Task material ->
::::::::

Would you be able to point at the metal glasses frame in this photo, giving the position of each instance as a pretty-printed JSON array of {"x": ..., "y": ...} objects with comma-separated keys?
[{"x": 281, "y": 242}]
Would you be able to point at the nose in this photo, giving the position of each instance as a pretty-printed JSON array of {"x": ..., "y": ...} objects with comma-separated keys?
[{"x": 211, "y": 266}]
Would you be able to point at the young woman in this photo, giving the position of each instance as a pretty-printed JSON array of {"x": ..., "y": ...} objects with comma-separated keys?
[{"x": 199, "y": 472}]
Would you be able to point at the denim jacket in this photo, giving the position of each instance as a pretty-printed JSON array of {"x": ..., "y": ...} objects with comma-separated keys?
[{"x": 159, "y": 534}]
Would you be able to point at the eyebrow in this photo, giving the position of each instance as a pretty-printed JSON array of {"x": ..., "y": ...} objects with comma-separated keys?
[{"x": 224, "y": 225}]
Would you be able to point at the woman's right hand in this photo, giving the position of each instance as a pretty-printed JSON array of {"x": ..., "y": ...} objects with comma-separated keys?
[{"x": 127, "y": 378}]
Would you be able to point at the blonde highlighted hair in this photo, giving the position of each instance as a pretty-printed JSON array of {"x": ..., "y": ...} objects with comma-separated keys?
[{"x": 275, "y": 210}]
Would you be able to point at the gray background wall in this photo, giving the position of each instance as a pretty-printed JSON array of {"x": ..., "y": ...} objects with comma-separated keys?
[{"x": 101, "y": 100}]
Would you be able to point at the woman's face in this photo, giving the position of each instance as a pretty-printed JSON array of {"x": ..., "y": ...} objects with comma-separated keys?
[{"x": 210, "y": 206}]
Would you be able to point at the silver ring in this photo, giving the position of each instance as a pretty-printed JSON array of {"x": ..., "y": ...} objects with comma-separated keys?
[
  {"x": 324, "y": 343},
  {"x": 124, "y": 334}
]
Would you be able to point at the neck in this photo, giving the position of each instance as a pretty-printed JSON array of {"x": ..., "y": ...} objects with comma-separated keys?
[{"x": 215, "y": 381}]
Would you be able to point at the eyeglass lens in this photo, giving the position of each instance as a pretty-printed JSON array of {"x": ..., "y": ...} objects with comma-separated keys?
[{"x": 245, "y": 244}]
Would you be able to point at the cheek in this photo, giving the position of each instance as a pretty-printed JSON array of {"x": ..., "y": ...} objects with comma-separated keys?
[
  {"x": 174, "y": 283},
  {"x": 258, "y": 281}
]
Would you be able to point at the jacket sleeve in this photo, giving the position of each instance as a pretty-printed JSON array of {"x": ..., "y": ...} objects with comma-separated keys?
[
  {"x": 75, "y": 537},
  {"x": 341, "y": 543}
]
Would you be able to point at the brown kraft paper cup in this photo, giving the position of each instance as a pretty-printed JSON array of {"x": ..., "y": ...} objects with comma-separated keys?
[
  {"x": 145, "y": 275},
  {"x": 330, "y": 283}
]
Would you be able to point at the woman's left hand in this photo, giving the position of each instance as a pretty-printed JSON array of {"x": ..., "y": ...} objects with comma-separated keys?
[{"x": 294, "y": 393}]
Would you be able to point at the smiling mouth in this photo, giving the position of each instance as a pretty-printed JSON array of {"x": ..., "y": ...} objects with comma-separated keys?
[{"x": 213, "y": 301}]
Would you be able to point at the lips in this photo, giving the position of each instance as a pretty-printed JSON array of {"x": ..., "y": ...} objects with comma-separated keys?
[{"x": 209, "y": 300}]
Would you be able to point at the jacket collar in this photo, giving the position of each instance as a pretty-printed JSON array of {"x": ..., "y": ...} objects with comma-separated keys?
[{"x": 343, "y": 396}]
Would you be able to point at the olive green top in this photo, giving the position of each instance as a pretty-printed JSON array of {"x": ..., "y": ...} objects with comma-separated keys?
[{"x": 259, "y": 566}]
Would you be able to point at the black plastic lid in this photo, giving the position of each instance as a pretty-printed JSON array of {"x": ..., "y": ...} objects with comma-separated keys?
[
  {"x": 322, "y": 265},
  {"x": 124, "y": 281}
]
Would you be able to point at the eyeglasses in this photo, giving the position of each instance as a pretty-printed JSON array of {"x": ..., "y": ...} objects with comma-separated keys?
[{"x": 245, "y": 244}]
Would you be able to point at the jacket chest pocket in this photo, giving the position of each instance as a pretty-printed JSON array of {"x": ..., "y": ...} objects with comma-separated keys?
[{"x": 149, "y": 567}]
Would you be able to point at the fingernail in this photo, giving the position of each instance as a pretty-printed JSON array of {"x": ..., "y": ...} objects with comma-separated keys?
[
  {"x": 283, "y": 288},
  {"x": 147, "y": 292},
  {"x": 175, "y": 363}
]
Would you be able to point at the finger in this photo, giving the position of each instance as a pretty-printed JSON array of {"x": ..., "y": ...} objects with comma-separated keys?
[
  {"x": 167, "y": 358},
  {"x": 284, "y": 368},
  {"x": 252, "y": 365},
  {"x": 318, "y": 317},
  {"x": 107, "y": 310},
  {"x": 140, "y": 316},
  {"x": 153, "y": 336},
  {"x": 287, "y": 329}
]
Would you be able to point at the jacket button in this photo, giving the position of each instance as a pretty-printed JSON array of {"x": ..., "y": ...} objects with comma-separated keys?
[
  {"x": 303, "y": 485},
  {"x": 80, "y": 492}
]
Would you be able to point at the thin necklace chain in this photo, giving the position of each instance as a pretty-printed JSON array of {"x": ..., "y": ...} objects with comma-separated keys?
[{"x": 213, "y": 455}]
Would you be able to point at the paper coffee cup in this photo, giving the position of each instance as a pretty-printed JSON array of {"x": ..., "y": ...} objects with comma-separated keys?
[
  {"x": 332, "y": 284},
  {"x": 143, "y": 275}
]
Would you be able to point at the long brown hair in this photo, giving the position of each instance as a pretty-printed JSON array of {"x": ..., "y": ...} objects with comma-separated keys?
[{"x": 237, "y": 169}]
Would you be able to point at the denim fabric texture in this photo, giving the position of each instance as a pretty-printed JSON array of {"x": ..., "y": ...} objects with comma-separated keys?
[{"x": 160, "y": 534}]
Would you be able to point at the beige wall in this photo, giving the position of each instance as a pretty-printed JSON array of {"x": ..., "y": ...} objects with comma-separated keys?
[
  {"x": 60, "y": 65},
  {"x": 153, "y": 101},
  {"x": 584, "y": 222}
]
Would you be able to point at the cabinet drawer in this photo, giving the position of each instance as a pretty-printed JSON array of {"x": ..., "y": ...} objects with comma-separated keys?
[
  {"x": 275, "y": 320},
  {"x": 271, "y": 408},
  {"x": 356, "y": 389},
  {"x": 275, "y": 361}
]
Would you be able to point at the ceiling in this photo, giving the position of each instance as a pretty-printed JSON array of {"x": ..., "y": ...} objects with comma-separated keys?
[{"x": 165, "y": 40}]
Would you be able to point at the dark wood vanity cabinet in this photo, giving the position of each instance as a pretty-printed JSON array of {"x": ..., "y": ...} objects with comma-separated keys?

::::::::

Description of the task -> Copy out every entry above, line for line, without changing a single character.

Written response ->
Would you be able to point at the metal glasses frame in this photo, giving the position of each instance as a pretty-printed JSON array of {"x": ..., "y": ...} objects with comma-separated keys?
[{"x": 281, "y": 242}]
Would you be able to point at the nose in this photo, giving the position of each instance as a pretty-printed JSON array of {"x": ..., "y": ...} objects with comma-separated keys?
[{"x": 211, "y": 266}]
Would you be able to point at the young woman in this photo, giving the position of each instance as a pretty-printed JSON array of {"x": ..., "y": ...} objects with comma-separated keys?
[{"x": 199, "y": 472}]
Would you be able to point at the denim jacket in this photo, giving the position of each instance as a pretty-printed JSON array of {"x": ..., "y": ...} objects with comma-separated keys?
[{"x": 159, "y": 534}]
Would you be able to point at the eyebrow in this photo, giving the position of each instance as a pretty-printed JSON array of {"x": ..., "y": ...} objects with comma-separated keys?
[{"x": 224, "y": 225}]
Would you be able to point at the woman's right hand in this photo, giving the position of each instance as a pretty-printed JSON array of {"x": ..., "y": ...} objects with comma-separated keys?
[{"x": 127, "y": 378}]
Would you be able to point at the blonde highlighted hair in this photo, giving the position of each instance as a pretty-printed JSON array of {"x": ..., "y": ...} objects with comma-separated keys?
[{"x": 275, "y": 210}]
Would you be able to point at the gray background wall in this photo, giving the position of each instance as a pretty-printed JSON array of {"x": ..., "y": ...} objects with comma-separated keys?
[{"x": 101, "y": 100}]
Would you be able to point at the woman's face in this photo, giving the position of each instance as a pretty-printed JSON array of {"x": ..., "y": ...} objects with comma-separated keys?
[{"x": 210, "y": 206}]
Would you be able to point at the silver ring in this photo, giving the position of each instance as a pretty-printed JSON array of {"x": ..., "y": ...} objects with comma-separated keys?
[
  {"x": 324, "y": 343},
  {"x": 124, "y": 334}
]
Would you be able to point at the neck in this photo, giving the position of each instance as a pretty-printed JSON array of {"x": ..., "y": ...} objects with comma-separated keys?
[{"x": 215, "y": 381}]
Would you be able to point at the eyeglass lens in this photo, giving the position of each instance as a pretty-printed JSON array of {"x": ..., "y": ...} objects with comma-separated keys?
[{"x": 245, "y": 244}]
Would you be able to point at the cheek in this photo, giving the position of each instance as a pretty-printed JSON array of {"x": ..., "y": ...} objects with comma-separated keys?
[
  {"x": 174, "y": 283},
  {"x": 258, "y": 281}
]
Would you be able to point at the jacket sleeve in this photo, giving the position of each instance as a pretty-printed JSON array of {"x": ..., "y": ...} objects with comma-separated keys?
[
  {"x": 75, "y": 537},
  {"x": 341, "y": 543}
]
Would you be able to point at the brown kraft paper cup in this photo, giving the position of each instance as a pretty-printed JSON array of {"x": ..., "y": ...} objects with comma-separated keys?
[
  {"x": 145, "y": 275},
  {"x": 330, "y": 283}
]
Would you be able to point at the woman's left hand in this photo, giving the position of each instance as a pretty-printed JSON array of {"x": ..., "y": ...} objects with comma-separated keys?
[{"x": 294, "y": 393}]
Would you be able to point at the smiling mouth in this photo, giving the position of each instance as a pretty-printed JSON array of {"x": ..., "y": ...} objects with comma-separated keys?
[{"x": 213, "y": 301}]
Would you be able to point at the lips in this photo, giving the position of each instance as a pretty-printed JSON array of {"x": ..., "y": ...} objects with comma-separated keys?
[{"x": 209, "y": 300}]
Would you be able to point at the jacket collar in this photo, giving the position of each instance as a pretty-printed JSON array of {"x": ..., "y": ...} objects with comma-separated keys?
[{"x": 343, "y": 396}]
Would you be able to point at the olive green top in this photo, giving the position of each instance as a pretty-printed JSON array of {"x": ..., "y": ...} objects with comma-separated keys?
[{"x": 259, "y": 566}]
Would you be able to point at the black plastic lid in this photo, giving the position of each instance as a pretty-printed JSON array of {"x": ..., "y": ...} objects with comma-separated keys?
[
  {"x": 322, "y": 265},
  {"x": 124, "y": 281}
]
Would you be able to point at the eyeglasses in this photo, giving the position of each instance as a pretty-printed JSON array of {"x": ..., "y": ...} objects with comma-separated keys?
[{"x": 245, "y": 244}]
Would you be able to point at the jacket chest pocket in this photo, giving the position of each instance as a pretty-printed JSON array of {"x": ..., "y": ...} objects with comma-separated keys?
[{"x": 149, "y": 567}]
Would you be able to point at the fingernail in this photo, giving the position of each instance as a pretty-printed JSON array of {"x": ..., "y": ...} objects with comma-separated keys?
[
  {"x": 283, "y": 288},
  {"x": 147, "y": 292},
  {"x": 175, "y": 363}
]
Would you be able to point at the finger in this photo, giving the position of each instance as a pretty-printed JSON array of {"x": ..., "y": ...} objects with comma-separated keys?
[
  {"x": 167, "y": 358},
  {"x": 284, "y": 368},
  {"x": 252, "y": 365},
  {"x": 318, "y": 317},
  {"x": 107, "y": 310},
  {"x": 140, "y": 316},
  {"x": 153, "y": 336},
  {"x": 287, "y": 329}
]
Would you be able to point at the jacket button in this photo, giving the position of each instance as a pretty-printed JSON array of {"x": ..., "y": ...} objects with comma-separated keys?
[
  {"x": 303, "y": 485},
  {"x": 80, "y": 492}
]
Would you be able to point at the thin necklace chain in this photo, giving the position of each instance as a pretty-printed JSON array of {"x": ..., "y": ...} objects with comma-separated keys?
[{"x": 213, "y": 455}]
Would you be able to point at the paper coffee cup in this photo, giving the position of each instance as a pretty-printed JSON array of {"x": ..., "y": ...} objects with comma-separated keys?
[
  {"x": 332, "y": 284},
  {"x": 143, "y": 275}
]
Would you be able to point at the long brown hair in this photo, giving the position of each instance as a pretty-printed JSON array of {"x": ..., "y": ...} objects with comma-separated keys?
[{"x": 237, "y": 169}]
Would you be able to point at the denim fabric texture in this photo, giving the position of each instance as a pretty-printed JSON array of {"x": ..., "y": ...} objects with comma-separated keys?
[{"x": 160, "y": 534}]
Would you be able to point at the beige wall in this photo, giving the position of each instance as a pretty-printed JSON array of {"x": ..., "y": ...} objects with comma-separated keys?
[
  {"x": 60, "y": 65},
  {"x": 153, "y": 101},
  {"x": 584, "y": 222}
]
Would you be able to point at the cabinet drawer in this photo, giving the position of each instance as a pretty-printed JSON array of {"x": ..., "y": ...} objects with comma-separated keys?
[
  {"x": 275, "y": 320},
  {"x": 271, "y": 408},
  {"x": 356, "y": 389},
  {"x": 275, "y": 361}
]
Would you be able to point at the ceiling in this photo, giving the position of each instance as a pretty-printed JSON array of {"x": ..., "y": ...} objects with comma-separated keys?
[{"x": 165, "y": 40}]
Would you be able to point at the dark wood vanity cabinet in this photo, giving the position of each instance as a pretty-printed JSON array of {"x": ..., "y": ...} objects with comma-separated keys?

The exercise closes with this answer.